■ WHAT IS BEING ASKED
Change "positive clicks" to "foreground clicks" in the part of the listing that begins with the line containing "</instance>" and ends with the line containing "positive clicks: (454, 345)", and reproduce only those lines with everything else left as is.

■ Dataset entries
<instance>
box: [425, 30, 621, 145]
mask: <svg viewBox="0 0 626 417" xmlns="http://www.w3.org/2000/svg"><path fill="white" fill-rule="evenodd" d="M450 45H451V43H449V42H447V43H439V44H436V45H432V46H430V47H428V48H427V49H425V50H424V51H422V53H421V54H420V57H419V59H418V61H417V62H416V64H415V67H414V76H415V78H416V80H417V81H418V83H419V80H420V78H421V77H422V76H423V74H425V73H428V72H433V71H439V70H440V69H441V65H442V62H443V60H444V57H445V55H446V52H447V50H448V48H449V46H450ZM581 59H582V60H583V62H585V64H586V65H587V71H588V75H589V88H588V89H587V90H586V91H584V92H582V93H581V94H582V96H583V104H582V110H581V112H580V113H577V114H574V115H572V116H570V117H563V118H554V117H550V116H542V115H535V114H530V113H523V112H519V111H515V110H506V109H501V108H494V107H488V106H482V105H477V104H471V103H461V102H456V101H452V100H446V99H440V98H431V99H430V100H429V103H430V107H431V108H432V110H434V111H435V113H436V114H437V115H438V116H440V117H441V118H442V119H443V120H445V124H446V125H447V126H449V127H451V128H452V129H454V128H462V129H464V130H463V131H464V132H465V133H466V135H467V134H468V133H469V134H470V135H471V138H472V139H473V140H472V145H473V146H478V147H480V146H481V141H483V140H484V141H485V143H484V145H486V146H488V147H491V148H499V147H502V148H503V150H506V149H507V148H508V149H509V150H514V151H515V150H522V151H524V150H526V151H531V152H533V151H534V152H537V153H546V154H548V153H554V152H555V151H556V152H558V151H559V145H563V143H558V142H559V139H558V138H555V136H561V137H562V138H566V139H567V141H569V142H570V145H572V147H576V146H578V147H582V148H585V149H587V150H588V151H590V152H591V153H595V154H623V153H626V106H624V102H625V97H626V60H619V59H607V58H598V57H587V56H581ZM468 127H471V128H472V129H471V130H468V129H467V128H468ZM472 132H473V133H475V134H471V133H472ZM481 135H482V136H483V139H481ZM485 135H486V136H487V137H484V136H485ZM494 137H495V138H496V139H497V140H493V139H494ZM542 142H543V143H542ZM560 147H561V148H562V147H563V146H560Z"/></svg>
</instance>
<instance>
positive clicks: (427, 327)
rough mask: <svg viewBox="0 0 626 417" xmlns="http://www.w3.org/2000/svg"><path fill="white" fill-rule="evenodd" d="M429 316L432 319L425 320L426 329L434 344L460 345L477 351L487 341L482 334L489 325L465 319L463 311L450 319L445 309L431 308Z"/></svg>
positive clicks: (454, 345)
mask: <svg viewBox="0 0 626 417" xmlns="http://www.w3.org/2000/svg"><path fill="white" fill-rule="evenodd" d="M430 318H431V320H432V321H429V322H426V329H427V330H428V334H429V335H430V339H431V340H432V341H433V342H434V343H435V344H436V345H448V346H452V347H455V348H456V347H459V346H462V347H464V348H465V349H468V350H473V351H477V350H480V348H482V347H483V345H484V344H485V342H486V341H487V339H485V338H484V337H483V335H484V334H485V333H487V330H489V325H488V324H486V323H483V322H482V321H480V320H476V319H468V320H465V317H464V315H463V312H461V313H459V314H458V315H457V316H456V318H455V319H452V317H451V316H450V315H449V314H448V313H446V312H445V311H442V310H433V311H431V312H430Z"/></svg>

■ ANSWER TO THIS TASK
</instance>
<instance>
foreground clicks: (427, 327)
rough mask: <svg viewBox="0 0 626 417" xmlns="http://www.w3.org/2000/svg"><path fill="white" fill-rule="evenodd" d="M429 316L432 319L425 320L426 329L434 344L460 345L477 351L487 341L482 334L489 325L465 319L463 311L450 319L445 309L431 308Z"/></svg>
foreground clicks: (454, 345)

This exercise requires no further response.